— Exercise instructions —
Scan the entries for the word "rocky" and return every line that has it.

*** Opening of Record extracts ***

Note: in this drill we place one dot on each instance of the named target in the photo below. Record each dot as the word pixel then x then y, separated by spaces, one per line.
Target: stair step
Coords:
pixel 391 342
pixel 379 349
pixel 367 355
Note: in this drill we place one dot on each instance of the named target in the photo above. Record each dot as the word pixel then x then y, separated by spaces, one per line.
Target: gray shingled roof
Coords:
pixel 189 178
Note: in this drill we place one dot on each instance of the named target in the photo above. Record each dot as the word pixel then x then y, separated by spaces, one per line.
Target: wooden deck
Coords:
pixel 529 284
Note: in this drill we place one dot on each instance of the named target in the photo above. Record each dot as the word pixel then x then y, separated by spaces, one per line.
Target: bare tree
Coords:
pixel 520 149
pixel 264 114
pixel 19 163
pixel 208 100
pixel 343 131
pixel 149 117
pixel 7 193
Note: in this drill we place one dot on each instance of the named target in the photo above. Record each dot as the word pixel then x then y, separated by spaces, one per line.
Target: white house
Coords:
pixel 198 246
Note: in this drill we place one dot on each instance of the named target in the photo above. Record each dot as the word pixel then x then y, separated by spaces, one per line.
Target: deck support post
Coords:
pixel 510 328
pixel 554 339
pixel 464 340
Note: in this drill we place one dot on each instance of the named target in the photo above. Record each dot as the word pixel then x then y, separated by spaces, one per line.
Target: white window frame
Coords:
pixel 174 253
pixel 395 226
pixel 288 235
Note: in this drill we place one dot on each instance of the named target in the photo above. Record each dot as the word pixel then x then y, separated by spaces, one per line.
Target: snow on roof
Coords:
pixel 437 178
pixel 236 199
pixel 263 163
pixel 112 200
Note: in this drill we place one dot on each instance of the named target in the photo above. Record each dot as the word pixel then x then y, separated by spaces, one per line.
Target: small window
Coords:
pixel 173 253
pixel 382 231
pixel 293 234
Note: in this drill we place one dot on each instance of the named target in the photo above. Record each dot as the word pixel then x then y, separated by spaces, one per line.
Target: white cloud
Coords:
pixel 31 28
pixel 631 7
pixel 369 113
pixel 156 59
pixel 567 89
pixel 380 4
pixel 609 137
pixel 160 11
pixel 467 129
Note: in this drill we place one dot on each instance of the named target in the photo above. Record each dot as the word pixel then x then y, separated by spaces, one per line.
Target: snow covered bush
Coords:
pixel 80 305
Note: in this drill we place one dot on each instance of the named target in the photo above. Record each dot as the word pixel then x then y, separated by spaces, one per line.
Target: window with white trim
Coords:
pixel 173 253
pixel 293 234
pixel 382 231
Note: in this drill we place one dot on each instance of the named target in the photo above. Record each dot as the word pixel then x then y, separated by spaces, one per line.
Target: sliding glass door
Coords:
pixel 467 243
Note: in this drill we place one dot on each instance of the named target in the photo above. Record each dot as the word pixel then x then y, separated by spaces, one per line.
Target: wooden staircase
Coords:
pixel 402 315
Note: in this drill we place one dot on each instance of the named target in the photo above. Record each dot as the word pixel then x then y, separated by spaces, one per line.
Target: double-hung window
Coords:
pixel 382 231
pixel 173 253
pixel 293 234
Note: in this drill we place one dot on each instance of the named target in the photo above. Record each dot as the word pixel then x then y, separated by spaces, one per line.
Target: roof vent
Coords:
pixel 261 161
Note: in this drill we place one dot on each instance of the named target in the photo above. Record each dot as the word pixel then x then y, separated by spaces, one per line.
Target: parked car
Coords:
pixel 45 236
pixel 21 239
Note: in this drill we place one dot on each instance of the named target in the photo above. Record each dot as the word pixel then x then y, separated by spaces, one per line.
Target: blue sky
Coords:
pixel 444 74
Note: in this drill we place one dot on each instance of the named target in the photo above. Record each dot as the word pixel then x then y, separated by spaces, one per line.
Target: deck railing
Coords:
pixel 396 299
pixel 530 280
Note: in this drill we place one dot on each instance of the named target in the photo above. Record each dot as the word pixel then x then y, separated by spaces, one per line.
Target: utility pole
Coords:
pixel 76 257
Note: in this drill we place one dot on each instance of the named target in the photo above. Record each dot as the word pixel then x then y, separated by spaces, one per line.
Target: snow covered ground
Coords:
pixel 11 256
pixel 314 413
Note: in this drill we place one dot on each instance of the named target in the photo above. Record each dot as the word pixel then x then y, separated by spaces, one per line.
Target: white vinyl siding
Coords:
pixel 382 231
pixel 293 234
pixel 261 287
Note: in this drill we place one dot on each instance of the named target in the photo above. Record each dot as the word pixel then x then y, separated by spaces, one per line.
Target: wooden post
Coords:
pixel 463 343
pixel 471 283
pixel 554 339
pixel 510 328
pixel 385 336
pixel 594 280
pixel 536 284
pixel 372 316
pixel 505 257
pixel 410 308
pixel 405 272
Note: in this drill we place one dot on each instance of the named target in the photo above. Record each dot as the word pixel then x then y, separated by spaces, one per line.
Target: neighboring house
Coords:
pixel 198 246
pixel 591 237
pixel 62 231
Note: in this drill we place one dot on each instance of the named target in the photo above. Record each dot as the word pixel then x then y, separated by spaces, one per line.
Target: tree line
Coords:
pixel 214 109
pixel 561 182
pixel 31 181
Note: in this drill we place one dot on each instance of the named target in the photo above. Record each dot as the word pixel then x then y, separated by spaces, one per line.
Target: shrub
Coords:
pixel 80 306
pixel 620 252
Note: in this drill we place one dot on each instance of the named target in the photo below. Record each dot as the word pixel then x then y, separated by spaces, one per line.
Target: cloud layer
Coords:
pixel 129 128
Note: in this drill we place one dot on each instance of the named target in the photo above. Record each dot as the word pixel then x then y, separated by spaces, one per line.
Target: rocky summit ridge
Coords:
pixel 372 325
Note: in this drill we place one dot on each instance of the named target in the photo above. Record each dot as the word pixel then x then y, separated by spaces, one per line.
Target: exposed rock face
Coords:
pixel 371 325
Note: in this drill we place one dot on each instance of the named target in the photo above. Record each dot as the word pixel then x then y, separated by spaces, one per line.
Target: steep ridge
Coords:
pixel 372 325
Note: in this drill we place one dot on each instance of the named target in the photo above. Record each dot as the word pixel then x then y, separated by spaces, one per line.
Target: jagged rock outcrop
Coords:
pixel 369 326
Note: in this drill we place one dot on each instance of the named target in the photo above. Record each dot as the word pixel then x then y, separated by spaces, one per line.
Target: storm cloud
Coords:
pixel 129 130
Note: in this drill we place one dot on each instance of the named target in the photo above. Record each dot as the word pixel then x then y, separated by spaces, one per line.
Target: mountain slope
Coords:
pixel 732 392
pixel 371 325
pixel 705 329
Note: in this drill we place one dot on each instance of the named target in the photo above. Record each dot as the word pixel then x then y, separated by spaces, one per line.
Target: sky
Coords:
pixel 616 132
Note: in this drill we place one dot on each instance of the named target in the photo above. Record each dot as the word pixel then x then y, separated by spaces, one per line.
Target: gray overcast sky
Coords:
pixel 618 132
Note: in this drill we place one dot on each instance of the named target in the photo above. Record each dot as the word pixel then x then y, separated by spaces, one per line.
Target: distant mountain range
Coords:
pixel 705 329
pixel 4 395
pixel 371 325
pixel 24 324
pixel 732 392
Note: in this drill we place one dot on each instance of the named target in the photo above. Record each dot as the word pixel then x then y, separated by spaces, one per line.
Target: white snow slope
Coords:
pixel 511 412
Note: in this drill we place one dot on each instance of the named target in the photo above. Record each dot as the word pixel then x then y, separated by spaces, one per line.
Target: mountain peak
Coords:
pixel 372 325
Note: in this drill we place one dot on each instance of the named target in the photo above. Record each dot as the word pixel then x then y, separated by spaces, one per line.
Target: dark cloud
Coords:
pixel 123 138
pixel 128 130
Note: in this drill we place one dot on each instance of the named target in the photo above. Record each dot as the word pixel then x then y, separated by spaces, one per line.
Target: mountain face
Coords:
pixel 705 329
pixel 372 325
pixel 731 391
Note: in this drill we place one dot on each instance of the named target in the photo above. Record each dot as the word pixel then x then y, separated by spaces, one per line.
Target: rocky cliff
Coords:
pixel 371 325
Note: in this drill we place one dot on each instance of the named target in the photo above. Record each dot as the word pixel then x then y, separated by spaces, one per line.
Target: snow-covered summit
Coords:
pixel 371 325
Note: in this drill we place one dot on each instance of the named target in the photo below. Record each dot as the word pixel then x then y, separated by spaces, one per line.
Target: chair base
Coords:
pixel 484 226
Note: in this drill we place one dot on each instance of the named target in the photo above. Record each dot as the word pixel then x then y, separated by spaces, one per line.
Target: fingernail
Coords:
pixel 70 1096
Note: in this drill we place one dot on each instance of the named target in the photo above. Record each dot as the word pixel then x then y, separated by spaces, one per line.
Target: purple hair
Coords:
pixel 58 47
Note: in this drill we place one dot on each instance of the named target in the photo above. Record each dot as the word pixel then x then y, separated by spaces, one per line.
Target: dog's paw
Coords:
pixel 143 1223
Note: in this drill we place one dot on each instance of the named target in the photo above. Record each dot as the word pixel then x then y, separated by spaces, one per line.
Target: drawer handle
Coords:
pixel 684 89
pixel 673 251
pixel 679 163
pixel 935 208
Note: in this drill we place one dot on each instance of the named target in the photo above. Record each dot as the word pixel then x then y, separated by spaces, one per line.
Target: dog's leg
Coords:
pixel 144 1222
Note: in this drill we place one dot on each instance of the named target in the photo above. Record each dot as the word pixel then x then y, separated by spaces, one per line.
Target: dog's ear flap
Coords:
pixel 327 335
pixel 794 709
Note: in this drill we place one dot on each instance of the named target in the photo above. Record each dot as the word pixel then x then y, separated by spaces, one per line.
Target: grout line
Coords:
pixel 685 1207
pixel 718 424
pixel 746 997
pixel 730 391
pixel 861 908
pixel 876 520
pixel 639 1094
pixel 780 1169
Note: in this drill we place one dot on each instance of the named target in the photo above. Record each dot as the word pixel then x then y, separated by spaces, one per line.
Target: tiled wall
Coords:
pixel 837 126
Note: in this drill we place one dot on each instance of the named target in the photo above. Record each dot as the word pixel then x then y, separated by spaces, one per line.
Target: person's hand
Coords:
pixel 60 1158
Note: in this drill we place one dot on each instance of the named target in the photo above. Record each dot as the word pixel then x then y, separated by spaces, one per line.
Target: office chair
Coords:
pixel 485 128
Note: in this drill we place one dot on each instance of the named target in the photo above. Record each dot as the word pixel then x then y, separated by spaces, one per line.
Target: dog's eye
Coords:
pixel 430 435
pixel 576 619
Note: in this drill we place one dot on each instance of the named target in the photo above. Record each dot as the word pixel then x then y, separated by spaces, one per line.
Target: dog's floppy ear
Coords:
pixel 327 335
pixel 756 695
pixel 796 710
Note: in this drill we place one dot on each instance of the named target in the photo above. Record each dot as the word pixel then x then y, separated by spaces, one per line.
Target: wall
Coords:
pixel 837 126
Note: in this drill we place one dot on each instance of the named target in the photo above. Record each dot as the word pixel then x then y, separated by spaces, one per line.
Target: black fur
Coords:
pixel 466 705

*** Close of Record extracts ***

— Result of this task —
Target: rocky summit ridge
Target: rocky cliff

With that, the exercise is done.